À faire ▸
**A.** Répondez à ces questions sur le texte sur le télétravail et la restauration :
(i) Selon le ministère du Travail, combien de salariés étaient en télétravail en mai ?
(ii) À quel montant le plafond journalier des tickets restaurant a-t-il été porté ?
(iii) Jusqu'à quelle date l'interdiction des rassemblements de plus de 5 000 personnes est-elle en vigueur ?
**B.** Écrivez la suite du texte sur le télétravail et la restauration, en partant de l'endroit où il s'arrête.

====== Extrait du document

Le télétravail, fossoyeur de la restauration ?
Le télétravail généralisé depuis le début de la crise sanitaire plombe l’activité de la restauration, en premier lieu collective, notamment dans des quartiers d’affaires aux sièges sociaux d’entreprises désertés, mais aussi commerciale, car déjeuners professionnels et entre collègues se font rares. « Aujourd’hui la plupart des entreprises, des administrations, n’ont pas repris le travail en “présentiel”, il n’y a plus de conventions, de séminaires, et beaucoup de réunions se font via Zoom, Skype... c’est autant de repas en moins pour les restaurateurs et de nuitées en moins pour les hôteliers », constate Frank Delvau, coprésident pour Paris et l’Ile-de-France de l’Umih, principal syndicat de l’hôtellerie-restauration. Car en semaine, la clientèle d’affaires et celle des travailleurs en pause déjeuner génèrent 80 % de l’activité des restaurateurs... or cinq millions de salariés étaient en télétravail en mai, à la veille du déconfinement, selon le ministère du Travail, et les voyages d’affaires sont au point mort. Les restaurateurs espèrent que le retour obligatoire des enfants à l’école et en crèche – à compter de lundi – va permettre à nombre de salariés au télétravail depuis trois mois de retrouver leur entreprise et de refaire des repas « entre collègues ». Pour les inciter à retourner au restaurant, le gouvernement a doublé le plafond journalier des tickets restaurant, porté à 38 € jusqu’à la fin de l’année. Quant à l’interdiction des rassemblements de plus de 5 000 personnes en vigueur jusqu’au 31 août, elle a mis un coup d’arrêt aux salons, congrès, foires.
Restauration d’entreprise « sinistrée »

============
====== Données recueillies

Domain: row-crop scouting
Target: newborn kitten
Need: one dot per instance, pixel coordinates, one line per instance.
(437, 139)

============

Réponses par tâche ▸
**A.**
(i) Cinq millions de salariés.
(ii) 38 €, jusqu'à la fin de l'année.
(iii) Jusqu'au 31 août.

**B.**
Autre victime du télétravail : la restauration d’entreprise [photo AFP], « sinistrée » par l’épidémie de Covid-19 qui a été un vrai « choc systémique », a déclaré, lundi, devant la commission des Affaires économiques de l’Assemblée nationale Anna Notarianni, présidente pour la France du géant Sodexo. « Le télétravail s’est imposé, non pas comme une règle absolue mais on sent bien qu’il va rester quelque chose d’important en France [...] et nous sommes très prudents parce que nous n’avons pas de visibilité sur la vitesse de la reprise » de cette activité, a-t-elle poursuivi. Sanctionné en Bourse pour cette absence de visibilité qui a fait fondre le cours de son action, entraînant sa sortie du CAC 40, Sodexo s’adapte de façon accélérée à la demande d’entreprises qui veulent donner à leurs salariés des « cartes restaurant » permettant de déjeuner sur son lieu de travail mais aussi de régler des repas pris en télétravail. Car si «40%denos restaurants d’entreprise ont rouvert, leur taux de fréquentation est vraiment marginal. C’est un enjeu colossal de convaincre les clients qu’on peut revenir travailler dans les lieux physiques », a affirmé Anna Notarianni. Pour Sodexo qui réalise en France 70 % de son chiffre d’affaires dans la restauration – dans les secteurs scolaire et médico-social aussi –, « il est clair que nous allons vivre deux ans qui vont être difficiles » ,a déclaré aux députés Denis Machuel, directeur général de Sodexo.